Source:
- - - -

I've been waffling around on this issue. I'm thinking you are right on your observations. Anyhoo, thanks for your input. I liked how you phrased the "Not all that Well." That helped me make up my mind on the HVLP. Thanks!! 

Kevin


----------



## HandyFrank (Jan 8, 2010)

Bob Mariani said:


> click on my name and then send PM


I'm familiar with how it usually functions but I don't see that option when I click on names. Maybe I need a minimum amount of posts first? Can you try to send me a PM and then I can respond?Thanks


----------



## mark942 (Feb 2, 2008)

HandyFrank, I think the magic number is 20 posts to PM. As to Sprayers. I would look to Craigs list for a good airless. Then buy a good gun and 3` whip.
(Whip) is a smaller diameter hose that has two swivels that attaches to your gun and inline, as so you will not have troubles with hose curls. A good inexpensive airless is worth it`s weight in gold IMO. Good Luck :thumbsup:


----------



## Sprayboy (Oct 21, 2009)

Look for a pro unit like a Graco Nova or a 395. Stay away from the stuff with plastic gears (XR series). If you buy a good unit and want to sell it after you're done you will get most or all of your money back when you resell it. :yes:


----------



## HandyFrank (Jan 8, 2010)

- - - -

Work to do:
Answer these questions from the forum thread on sprayers.
1. According to mark942, how many posts are needed before someone can send a PM?
2. How many swivels does the whip described by mark942 have?
3. Which series does Sprayboy advise staying away from?

- - - -

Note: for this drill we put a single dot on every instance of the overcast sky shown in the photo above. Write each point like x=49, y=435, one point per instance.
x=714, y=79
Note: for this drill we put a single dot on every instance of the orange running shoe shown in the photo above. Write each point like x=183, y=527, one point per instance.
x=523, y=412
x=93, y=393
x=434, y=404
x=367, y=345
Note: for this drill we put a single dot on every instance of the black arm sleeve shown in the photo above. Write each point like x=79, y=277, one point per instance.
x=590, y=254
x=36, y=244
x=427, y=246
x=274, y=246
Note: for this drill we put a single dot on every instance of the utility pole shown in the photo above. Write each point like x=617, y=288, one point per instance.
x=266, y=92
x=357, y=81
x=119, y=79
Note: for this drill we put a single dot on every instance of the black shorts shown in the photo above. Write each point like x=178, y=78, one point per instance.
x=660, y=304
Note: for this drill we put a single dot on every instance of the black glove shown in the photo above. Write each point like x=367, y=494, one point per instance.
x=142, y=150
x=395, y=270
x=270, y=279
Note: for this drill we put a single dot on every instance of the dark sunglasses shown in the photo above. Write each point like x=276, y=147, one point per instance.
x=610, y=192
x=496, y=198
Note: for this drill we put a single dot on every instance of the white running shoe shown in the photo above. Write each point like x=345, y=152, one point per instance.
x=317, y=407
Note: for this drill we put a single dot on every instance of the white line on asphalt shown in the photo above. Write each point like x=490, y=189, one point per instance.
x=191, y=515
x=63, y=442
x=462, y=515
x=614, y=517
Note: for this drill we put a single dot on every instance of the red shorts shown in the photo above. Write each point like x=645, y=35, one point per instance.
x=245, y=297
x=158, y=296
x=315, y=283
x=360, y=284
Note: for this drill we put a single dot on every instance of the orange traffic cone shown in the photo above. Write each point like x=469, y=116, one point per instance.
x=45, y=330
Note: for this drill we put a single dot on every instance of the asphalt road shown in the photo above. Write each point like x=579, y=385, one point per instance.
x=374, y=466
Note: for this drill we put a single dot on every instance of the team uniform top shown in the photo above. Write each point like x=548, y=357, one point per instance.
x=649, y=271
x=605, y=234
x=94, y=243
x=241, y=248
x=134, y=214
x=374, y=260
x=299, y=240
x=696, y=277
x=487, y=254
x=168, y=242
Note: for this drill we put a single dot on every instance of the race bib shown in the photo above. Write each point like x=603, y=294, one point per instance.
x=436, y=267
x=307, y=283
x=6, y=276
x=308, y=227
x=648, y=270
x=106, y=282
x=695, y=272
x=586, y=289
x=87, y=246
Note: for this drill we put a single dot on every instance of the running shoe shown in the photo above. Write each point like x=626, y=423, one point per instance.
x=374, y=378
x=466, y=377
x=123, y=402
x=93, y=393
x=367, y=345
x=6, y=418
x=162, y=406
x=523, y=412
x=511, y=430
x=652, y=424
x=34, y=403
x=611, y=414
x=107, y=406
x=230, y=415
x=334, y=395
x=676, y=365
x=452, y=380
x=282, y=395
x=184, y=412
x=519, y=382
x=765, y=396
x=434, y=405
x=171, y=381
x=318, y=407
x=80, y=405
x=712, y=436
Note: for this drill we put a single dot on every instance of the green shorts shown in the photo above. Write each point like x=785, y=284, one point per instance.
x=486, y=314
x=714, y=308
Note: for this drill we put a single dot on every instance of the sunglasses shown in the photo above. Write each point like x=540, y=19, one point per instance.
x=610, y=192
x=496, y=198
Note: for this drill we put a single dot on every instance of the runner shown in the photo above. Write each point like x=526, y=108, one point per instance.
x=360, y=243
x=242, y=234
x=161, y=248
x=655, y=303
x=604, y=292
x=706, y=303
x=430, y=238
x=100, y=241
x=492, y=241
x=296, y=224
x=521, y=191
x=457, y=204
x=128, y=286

- - - -

The solution:
1. 20 posts
2. Two
3. The XR series, which has plastic gears